(PROBLEMAS A RESOLVER):
a. Liste todas as pessoas citadas pelo nome completo no texto sobre o novo-artista.
b. Escreva a continuação do texto sobre o novo-artista a partir da última frase apresentada.

O novo-artista: lava, passa, cozinha e ainda faz arte

Recentemente fui a uma defesa de tese de Mestrado de uma antiga amiga, com quem trabalhei há mais de 10 anos. Eu e Maria Elisa Medeiros atuamos juntas no montagem teatral "Hilda Furacão", adaptada do texto de Fernando Drummond, com direção de Marcelo Andraade. Foi uma montagem grandiosa que deu muito pano pra manga, principalmente porque foi feita com um orçamento gigante até mesmo para os dias de hoje, quase 1 milhão de reais. Naquela época nós éramos apenas duas estudantes, mas já trabalhávamos profissionalmente como bailarinas. Eu e Maria Elisa continuamos nos vendo depois do fim da produção, mas não tanto quanto gostaríamos, e portanto, as atualizações sobre a vida de cada uma não eram as mais completas possíveis. Eis que há um tempo atrás descubro que nós duas continuávamos trabalhando na área da Cultura, mas com temáticas diferentes, e ao mesmo tempo complementares.

(EXTRATO DA LISTAGEM):
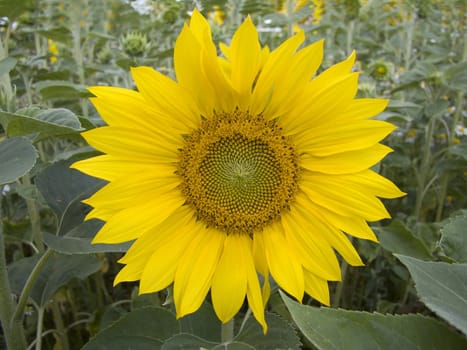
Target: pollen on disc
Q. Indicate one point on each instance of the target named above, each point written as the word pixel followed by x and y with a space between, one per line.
pixel 239 172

(RESPOSTAS FORNECIDAS):
a. Maria Elisa Medeiros; Fernando Drummond; Marcelo Andraade

b.
Maria Elisa fez Mestrado em Administração Pública na Fundação João Pinheiro - Governo de Minas, e sua tese teve como tema "O Financiamento da Cultura no Estado de Minas Gerais: Uma Análise da Lei Estadual de Incentivo à Cultura 1998-2008 e do Fundo Estadual de Cultura 2006-2008". O trabalho, como destaca o próprio título, analisa os dois mecanismos de financiamento à Cultura do Estado de Minas nos anos em que estiveram em vigor.


O interessante da tese é que Maria Elisa utiliza dois conceitos: descentralização e desconcentração para realizar sua análise do ponto de vista da distribuição de recursos dos dois mecanismos. Na apresentação abaixo você conseguirá entender um pouco melhor o que cada um significa, e o que Maria Elisa descobriu analisando os arquivos e históricos de cada um dos anos.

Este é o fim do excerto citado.